Records provided:
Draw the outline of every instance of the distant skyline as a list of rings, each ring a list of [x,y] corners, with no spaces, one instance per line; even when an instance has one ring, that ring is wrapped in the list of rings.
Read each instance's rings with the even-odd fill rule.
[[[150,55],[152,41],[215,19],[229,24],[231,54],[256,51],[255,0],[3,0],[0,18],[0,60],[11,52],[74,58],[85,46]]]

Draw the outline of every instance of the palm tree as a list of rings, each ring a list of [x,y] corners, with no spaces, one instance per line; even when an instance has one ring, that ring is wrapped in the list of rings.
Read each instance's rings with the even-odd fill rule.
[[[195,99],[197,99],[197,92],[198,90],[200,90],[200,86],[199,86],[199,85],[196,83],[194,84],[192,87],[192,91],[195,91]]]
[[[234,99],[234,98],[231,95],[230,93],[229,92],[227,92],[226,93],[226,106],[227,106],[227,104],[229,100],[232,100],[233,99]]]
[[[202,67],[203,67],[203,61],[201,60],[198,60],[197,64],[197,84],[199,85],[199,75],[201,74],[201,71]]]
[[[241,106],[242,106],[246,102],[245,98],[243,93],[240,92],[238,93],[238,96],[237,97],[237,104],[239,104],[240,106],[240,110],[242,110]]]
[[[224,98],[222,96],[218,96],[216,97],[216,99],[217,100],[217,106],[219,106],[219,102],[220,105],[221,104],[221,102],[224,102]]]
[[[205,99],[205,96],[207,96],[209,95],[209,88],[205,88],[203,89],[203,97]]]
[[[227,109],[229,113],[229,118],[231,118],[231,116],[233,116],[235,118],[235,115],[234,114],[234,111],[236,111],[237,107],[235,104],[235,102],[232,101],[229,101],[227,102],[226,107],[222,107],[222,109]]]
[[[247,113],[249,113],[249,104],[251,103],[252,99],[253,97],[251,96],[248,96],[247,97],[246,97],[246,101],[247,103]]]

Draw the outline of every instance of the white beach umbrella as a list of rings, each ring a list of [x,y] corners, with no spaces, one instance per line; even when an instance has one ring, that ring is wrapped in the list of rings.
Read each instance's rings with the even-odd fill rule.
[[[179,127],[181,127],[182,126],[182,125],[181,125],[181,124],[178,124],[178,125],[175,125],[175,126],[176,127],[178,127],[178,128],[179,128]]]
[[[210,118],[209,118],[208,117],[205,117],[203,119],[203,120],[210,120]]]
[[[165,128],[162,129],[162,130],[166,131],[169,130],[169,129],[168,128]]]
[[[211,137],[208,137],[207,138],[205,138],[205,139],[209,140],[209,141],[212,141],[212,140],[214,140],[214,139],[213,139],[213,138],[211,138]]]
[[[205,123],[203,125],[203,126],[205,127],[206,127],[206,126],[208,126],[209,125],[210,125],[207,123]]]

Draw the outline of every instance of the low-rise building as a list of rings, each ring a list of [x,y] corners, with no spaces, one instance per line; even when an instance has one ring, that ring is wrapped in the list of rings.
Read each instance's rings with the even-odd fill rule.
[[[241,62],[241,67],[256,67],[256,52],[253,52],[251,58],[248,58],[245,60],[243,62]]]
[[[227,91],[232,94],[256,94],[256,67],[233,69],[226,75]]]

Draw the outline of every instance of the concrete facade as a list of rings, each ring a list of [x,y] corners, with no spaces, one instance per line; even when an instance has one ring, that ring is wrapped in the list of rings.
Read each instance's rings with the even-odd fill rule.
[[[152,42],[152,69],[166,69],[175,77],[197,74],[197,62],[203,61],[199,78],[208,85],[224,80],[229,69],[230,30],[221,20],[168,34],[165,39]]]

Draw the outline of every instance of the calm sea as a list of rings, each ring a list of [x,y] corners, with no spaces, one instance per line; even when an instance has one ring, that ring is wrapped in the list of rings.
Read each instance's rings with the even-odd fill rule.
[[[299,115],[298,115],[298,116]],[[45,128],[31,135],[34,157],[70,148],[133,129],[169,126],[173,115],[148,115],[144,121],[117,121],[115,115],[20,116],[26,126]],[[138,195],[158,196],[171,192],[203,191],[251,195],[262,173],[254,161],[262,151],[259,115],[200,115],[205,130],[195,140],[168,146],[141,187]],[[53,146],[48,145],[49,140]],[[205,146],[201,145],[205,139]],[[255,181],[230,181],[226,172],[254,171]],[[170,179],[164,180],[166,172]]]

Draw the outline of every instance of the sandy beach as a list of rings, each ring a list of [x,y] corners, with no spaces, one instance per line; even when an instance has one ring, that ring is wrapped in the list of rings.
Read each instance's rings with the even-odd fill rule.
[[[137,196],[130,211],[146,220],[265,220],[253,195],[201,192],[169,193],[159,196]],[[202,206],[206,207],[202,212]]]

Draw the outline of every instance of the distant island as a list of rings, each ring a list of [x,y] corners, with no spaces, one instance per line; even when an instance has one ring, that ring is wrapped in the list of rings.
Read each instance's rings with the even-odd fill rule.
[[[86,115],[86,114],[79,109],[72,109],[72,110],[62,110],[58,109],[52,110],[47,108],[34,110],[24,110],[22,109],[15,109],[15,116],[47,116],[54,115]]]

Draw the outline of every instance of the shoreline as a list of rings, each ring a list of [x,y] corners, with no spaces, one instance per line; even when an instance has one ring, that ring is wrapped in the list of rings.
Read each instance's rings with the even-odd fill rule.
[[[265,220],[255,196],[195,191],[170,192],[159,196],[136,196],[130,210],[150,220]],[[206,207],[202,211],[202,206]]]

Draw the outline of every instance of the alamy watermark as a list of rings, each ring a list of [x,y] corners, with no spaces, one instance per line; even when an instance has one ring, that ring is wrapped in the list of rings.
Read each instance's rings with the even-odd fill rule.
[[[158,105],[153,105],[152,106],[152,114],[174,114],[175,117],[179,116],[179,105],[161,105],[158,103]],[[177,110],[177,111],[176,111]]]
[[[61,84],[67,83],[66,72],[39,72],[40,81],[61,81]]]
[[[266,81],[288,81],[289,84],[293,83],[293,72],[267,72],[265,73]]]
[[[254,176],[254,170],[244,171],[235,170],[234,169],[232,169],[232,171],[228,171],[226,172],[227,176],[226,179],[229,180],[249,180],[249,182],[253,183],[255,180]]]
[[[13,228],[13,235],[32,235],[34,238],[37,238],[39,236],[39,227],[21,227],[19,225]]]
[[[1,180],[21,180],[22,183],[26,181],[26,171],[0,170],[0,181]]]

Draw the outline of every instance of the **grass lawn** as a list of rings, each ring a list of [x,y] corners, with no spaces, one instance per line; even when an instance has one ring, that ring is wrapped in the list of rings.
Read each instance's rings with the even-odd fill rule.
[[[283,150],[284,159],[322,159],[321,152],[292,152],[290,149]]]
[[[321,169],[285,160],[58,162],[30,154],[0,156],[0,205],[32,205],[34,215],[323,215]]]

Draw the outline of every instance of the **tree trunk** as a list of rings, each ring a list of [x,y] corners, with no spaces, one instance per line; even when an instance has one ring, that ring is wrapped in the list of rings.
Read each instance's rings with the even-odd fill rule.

Given problem: Copy every line of the data above word for word, in the same order and with the same line breaks.

Answer to this exercise:
Draw the outline of every instance of the distant skyline as a list of rings, each ring a list of [x,y] corners, with no spaces, one instance per line; even when an instance has one ring, that ring is wrapped in the list of rings.
Read each instance's rings with the even-odd fill rule.
[[[150,55],[152,41],[215,19],[229,24],[231,54],[256,51],[255,0],[3,0],[0,18],[0,60],[11,52],[74,58],[85,46]]]

Draw the outline of every instance of the palm tree as a list of rings, each ring a list of [x,y] corners, with no spaces, one instance per line; even when an instance has one ring, that ring is wrapped in the list of rings.
Read each instance's rings with the even-odd fill rule.
[[[195,99],[197,99],[197,92],[198,90],[200,90],[200,86],[199,86],[199,85],[196,83],[194,84],[192,87],[192,91],[195,91]]]
[[[234,99],[234,98],[231,95],[230,93],[229,92],[227,92],[226,93],[226,106],[227,106],[227,104],[229,100],[232,100],[233,99]]]
[[[202,67],[203,67],[203,61],[201,60],[198,60],[197,64],[197,84],[199,85],[199,75],[201,74],[201,71]]]
[[[241,106],[242,106],[246,102],[245,98],[243,93],[240,92],[238,93],[238,96],[237,97],[237,104],[239,104],[240,106],[240,110],[242,110]]]
[[[224,98],[222,96],[218,96],[216,97],[216,99],[217,100],[217,106],[219,106],[219,102],[220,105],[221,104],[221,102],[224,102]]]
[[[205,99],[205,96],[207,96],[209,95],[209,88],[205,88],[203,89],[203,97]]]
[[[227,109],[229,113],[229,118],[231,118],[231,116],[233,116],[235,118],[235,115],[234,114],[234,111],[236,111],[237,107],[235,104],[235,102],[232,101],[229,101],[227,102],[226,107],[222,107],[222,109]]]
[[[247,113],[249,113],[249,104],[251,103],[252,99],[253,97],[251,96],[248,96],[247,97],[246,97],[246,101],[247,103]]]

Draw the outline of every instance of the white beach umbrella as a list of rings, each ring a list of [x,y] corners, with no spaces, one instance per line; even when an instance has one ring, that ring is wrapped in the list of rings.
Read each instance's rings with the even-odd fill rule.
[[[179,127],[181,127],[182,126],[182,125],[181,125],[181,124],[178,124],[178,125],[175,125],[175,126],[176,127],[178,127],[178,128],[179,128]]]
[[[210,118],[209,118],[208,117],[205,117],[203,119],[203,120],[210,120]]]
[[[165,128],[162,129],[162,130],[166,131],[169,130],[169,129],[168,128]]]
[[[211,137],[208,137],[207,138],[205,138],[205,139],[209,140],[209,141],[212,141],[212,140],[214,140],[214,139],[213,139],[213,138],[211,138]]]
[[[205,123],[203,125],[203,126],[205,127],[206,127],[206,126],[208,126],[209,125],[210,125],[207,123]]]

Draw the outline of every instance of the low-rise building as a list of rings, each ring a list of [x,y] corners, with no spaces, one instance per line; even when an instance has one ring, that ring is wrapped in the list of rings.
Read each instance's rings with the even-odd fill rule.
[[[241,62],[241,67],[256,67],[256,52],[253,52],[251,58],[248,58],[245,60],[243,62]]]
[[[227,91],[232,94],[256,94],[256,67],[233,69],[226,75]]]

Draw the outline of every instance of the concrete facade as a list of rings, each ring a list of [x,y] corners, with no spaces, one instance per line; even when an instance has one ring, that ring is wrapped in the list of rings.
Read each instance's rings with the even-odd fill rule.
[[[152,42],[152,69],[166,69],[175,77],[197,74],[197,62],[203,61],[199,78],[208,85],[224,80],[229,69],[230,30],[221,20],[168,34],[165,39]]]

Draw the outline of every instance of the calm sea as a list of rings, each ring a list of [x,y] corners, with no spaces, one instance per line; even when an instance has one ring, that ring is wrapped in the list of rings.
Read each instance's rings with the even-odd fill rule.
[[[299,115],[298,115],[298,116]],[[45,128],[31,135],[34,157],[70,148],[133,129],[169,126],[173,115],[148,115],[144,121],[117,121],[115,115],[20,116],[26,126]],[[138,195],[158,196],[171,192],[203,191],[251,195],[262,173],[254,161],[262,151],[259,115],[200,115],[205,130],[195,140],[168,146],[141,187]],[[53,146],[48,145],[49,140]],[[205,146],[201,145],[205,139]],[[255,181],[230,181],[226,172],[254,171]],[[170,179],[164,180],[166,172]]]

Draw the outline of every instance of the sandy beach as a list of rings, each ring a list of [x,y] corners, with no spaces, one instance per line; even when an instance has one ring, that ring is wrapped in the list of rings.
Read each instance's rings with the even-odd fill rule.
[[[137,196],[130,211],[146,220],[265,220],[253,195],[201,192],[169,193],[159,196]],[[202,206],[206,207],[202,212]]]

Draw the outline of every instance of the distant island as a list of rings, each ring a list of [x,y] corners, with no spaces, one instance per line; even when an instance has one ring, that ring is wrapped in the list of rings.
Read each instance's rings with the even-odd fill rule.
[[[86,115],[86,114],[79,109],[72,109],[72,110],[62,110],[58,109],[52,110],[47,108],[34,110],[24,110],[22,109],[15,109],[15,116],[47,116],[54,115]]]

Draw the outline of every instance of the shoreline as a list of rings, each ring a list of [x,y] corners, with no spaces, one instance per line; even when an instance has one ring, that ring is wrapped in the list of rings.
Read each instance's rings with the even-odd fill rule.
[[[265,220],[255,196],[195,191],[170,192],[159,196],[136,196],[130,210],[150,220]],[[206,207],[202,211],[202,206]]]

Draw the outline of every instance of the alamy watermark as a list of rings, each ring a list of [x,y] corners, with no spaces, one instance per line; even when an instance has one ring, that ring is wrapped in the list of rings.
Read each instance's rings with the even-odd fill rule.
[[[158,105],[153,105],[152,106],[152,114],[174,114],[175,117],[179,116],[179,105],[161,105],[158,103]],[[177,110],[177,111],[176,111]]]
[[[61,84],[67,83],[66,72],[39,72],[40,81],[61,81]]]
[[[266,81],[288,81],[289,84],[293,83],[293,72],[267,72],[265,73]]]
[[[254,176],[254,170],[244,171],[235,170],[234,169],[232,169],[232,171],[228,171],[226,172],[227,176],[226,179],[229,180],[249,180],[249,182],[253,183],[255,180]]]
[[[13,228],[13,235],[32,235],[34,238],[37,238],[39,236],[39,227],[21,227],[19,225]]]
[[[1,180],[21,180],[22,183],[26,181],[26,171],[0,170],[0,181]]]

Draw the outline of every instance of the **grass lawn** as a list of rings, each ring a list of [x,y] corners, with no spaces, one instance per line; even when an instance has one ring, that ring is wrapped in the list of rings.
Read each instance's rings with the even-odd fill rule.
[[[283,150],[284,159],[322,159],[321,152],[292,152],[290,149]]]
[[[321,169],[285,160],[58,162],[30,154],[0,156],[0,205],[32,205],[34,215],[323,215]]]

Draw the outline of every instance of the **tree trunk** as a list of rings, each ring a list of [x,y] corners, with no spaces, one instance per line; even when an instance has one ring, that ring is wrapped in the list of rings.
Read each instance's rings with the even-odd fill rule.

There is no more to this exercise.